(Supplied passage begins)

India was a signatory to the Cairo declaration but the Indian authorities have devised their own ideas of development and the pill. Government goals for family planning, the ICPD declaration said, should be defined by the unmet needs (of ordinary people) for information and services (not by targets set by the government and other agencies). Demographic goals, while legitimately the subject of government development strategies, should not be imposed on family planning providers in the form of targets or quotas for the recruitment of clients, it said.

The decadal rate of growth, Bajpai explained, was declining for all communities. “I would call it a natural demographic transition. The data that have emerged has to be demystified. Any increase or decrease is not because of religious factors. Muslims in Kerala and Uttar Pradesh will respond differently depending on access to education and economic opportunities. The more alarming data that have come out in Census 2011 is the sex ratio. For instance, among religious communities, too, there are variations as per regions,” he said. This meant that religious communities had different responses depending on the regions and the overall cultural and socio-economic milieu where they were located. The overall sex ratio among Christians, at 1,023, was very good but it was bad in Haryana and Punjab. Similarly, the growth rate of the Muslim population in Kishanganj in Bihar and Mewat in Haryana would be comparable given common indicators such as low literacy rates and poor access to health services, despite Haryana having a high per capita income.

(Supplied passage ends)

## Instructions
**1)** Please reproduce word for word the part of the passage on India's demographic trends starting with "India was a" and going on through "clients, it said.".
**2)** Translate this sentence from the passage on India's demographic trends into Spanish: "Any increase or decrease is not because of religious factors."

(Provided information begins)

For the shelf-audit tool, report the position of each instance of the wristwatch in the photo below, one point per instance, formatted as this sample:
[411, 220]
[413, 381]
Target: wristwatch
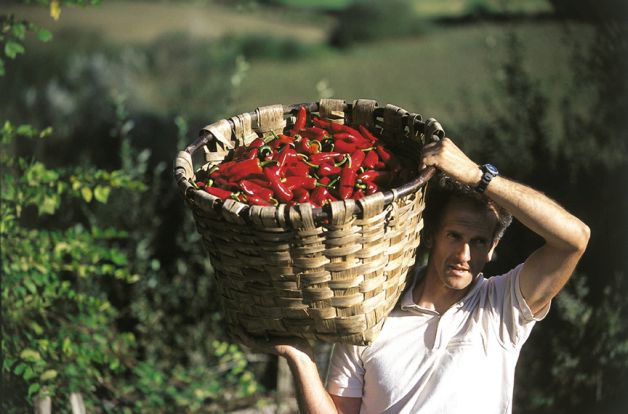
[488, 173]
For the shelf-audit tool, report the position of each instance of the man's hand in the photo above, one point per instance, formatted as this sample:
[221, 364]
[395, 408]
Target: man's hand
[448, 158]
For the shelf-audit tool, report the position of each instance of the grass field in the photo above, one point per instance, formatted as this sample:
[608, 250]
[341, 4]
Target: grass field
[447, 73]
[443, 74]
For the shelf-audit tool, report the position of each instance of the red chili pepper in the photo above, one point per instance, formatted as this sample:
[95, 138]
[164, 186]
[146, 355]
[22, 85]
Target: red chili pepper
[353, 139]
[367, 134]
[252, 154]
[299, 124]
[370, 159]
[315, 133]
[301, 195]
[257, 200]
[308, 147]
[286, 156]
[321, 196]
[383, 153]
[252, 189]
[344, 146]
[347, 182]
[357, 159]
[292, 183]
[281, 191]
[256, 143]
[219, 192]
[325, 170]
[371, 187]
[243, 169]
[297, 169]
[376, 176]
[321, 157]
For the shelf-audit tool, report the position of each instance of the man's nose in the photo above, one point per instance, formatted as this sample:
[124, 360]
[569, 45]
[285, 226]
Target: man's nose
[464, 252]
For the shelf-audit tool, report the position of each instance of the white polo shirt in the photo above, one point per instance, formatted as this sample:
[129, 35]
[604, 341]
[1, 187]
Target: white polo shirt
[462, 361]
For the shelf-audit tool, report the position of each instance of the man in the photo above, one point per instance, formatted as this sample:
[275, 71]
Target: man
[452, 343]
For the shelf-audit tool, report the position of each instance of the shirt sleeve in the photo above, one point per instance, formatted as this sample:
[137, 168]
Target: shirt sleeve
[511, 313]
[345, 376]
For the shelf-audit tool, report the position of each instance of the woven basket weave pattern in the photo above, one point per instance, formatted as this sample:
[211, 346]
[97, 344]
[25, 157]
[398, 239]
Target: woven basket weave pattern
[282, 271]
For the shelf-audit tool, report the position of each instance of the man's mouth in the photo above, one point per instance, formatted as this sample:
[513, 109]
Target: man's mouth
[457, 269]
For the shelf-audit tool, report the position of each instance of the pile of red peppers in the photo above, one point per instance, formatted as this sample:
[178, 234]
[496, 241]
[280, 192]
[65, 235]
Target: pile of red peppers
[315, 164]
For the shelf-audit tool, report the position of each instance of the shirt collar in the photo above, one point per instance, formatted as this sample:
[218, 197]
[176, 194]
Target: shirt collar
[407, 301]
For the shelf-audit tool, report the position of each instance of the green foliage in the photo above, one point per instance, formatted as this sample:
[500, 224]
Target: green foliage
[12, 35]
[576, 360]
[58, 333]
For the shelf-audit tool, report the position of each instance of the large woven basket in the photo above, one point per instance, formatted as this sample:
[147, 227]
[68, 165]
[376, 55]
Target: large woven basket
[331, 273]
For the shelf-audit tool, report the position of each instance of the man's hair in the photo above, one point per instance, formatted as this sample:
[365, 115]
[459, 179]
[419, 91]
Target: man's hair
[443, 189]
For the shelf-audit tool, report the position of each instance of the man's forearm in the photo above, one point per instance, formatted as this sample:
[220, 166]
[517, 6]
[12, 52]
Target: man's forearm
[559, 228]
[311, 394]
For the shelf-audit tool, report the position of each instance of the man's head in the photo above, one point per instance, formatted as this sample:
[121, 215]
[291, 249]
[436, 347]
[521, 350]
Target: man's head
[462, 229]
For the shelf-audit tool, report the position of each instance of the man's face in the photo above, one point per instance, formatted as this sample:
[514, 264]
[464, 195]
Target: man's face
[462, 244]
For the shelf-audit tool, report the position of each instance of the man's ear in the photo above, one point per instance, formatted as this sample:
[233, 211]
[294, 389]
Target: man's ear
[491, 252]
[428, 241]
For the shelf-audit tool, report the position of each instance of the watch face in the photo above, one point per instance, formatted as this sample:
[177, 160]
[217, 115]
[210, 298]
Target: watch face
[491, 169]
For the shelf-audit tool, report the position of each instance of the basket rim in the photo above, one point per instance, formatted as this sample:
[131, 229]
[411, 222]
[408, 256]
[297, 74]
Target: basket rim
[431, 129]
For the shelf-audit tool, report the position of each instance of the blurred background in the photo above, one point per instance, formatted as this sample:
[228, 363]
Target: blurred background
[106, 290]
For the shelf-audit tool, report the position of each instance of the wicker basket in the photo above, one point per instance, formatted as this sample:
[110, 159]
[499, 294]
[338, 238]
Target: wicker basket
[331, 274]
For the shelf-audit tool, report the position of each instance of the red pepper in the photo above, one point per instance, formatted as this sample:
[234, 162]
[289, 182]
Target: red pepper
[376, 176]
[219, 192]
[367, 134]
[325, 170]
[299, 123]
[301, 195]
[359, 193]
[297, 169]
[243, 169]
[315, 133]
[370, 159]
[292, 183]
[308, 147]
[252, 154]
[252, 189]
[352, 139]
[357, 159]
[281, 191]
[321, 196]
[282, 140]
[256, 143]
[286, 156]
[321, 157]
[257, 200]
[344, 146]
[371, 187]
[347, 182]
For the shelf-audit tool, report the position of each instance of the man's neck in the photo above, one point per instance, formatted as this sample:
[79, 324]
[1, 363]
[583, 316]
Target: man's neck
[430, 293]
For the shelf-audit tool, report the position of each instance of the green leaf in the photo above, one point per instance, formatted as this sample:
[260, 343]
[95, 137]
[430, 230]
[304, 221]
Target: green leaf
[30, 355]
[101, 193]
[44, 35]
[48, 375]
[87, 194]
[12, 49]
[33, 389]
[19, 30]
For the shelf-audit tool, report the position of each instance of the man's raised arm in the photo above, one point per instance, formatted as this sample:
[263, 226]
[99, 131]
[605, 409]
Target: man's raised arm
[546, 270]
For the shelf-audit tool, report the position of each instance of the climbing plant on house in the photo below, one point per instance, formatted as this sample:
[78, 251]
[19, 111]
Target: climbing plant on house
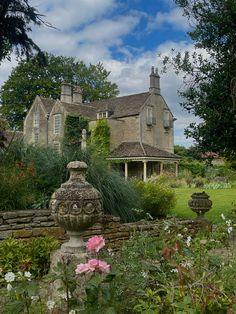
[101, 137]
[74, 124]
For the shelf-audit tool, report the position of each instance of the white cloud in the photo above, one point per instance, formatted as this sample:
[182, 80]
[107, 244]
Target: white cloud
[85, 31]
[72, 13]
[173, 18]
[108, 31]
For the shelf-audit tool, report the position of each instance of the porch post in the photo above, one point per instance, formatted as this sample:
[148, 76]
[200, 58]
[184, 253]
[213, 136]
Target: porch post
[176, 169]
[161, 167]
[144, 170]
[126, 170]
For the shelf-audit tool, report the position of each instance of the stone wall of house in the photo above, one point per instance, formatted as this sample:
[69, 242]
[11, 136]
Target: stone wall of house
[41, 130]
[34, 223]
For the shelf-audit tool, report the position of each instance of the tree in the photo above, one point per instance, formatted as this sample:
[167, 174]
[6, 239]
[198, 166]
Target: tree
[16, 18]
[29, 79]
[210, 76]
[3, 128]
[100, 137]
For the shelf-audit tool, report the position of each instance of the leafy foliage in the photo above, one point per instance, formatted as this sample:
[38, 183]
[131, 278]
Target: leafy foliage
[74, 125]
[47, 172]
[101, 137]
[16, 18]
[210, 78]
[33, 255]
[157, 199]
[29, 79]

(Provided information ends)

## Exercise results
**1)**
India was a signatory to the Cairo declaration but the Indian authorities have devised their own ideas of development and the pill. Government goals for family planning, the ICPD declaration said, should be defined by the unmet needs (of ordinary people) for information and services (not by targets set by the government and other agencies). Demographic goals, while legitimately the subject of government development strategies, should not be imposed on family planning providers in the form of targets or quotas for the recruitment of clients, it said.

**2)** Cualquier aumento o disminución no se debe a factores religiosos.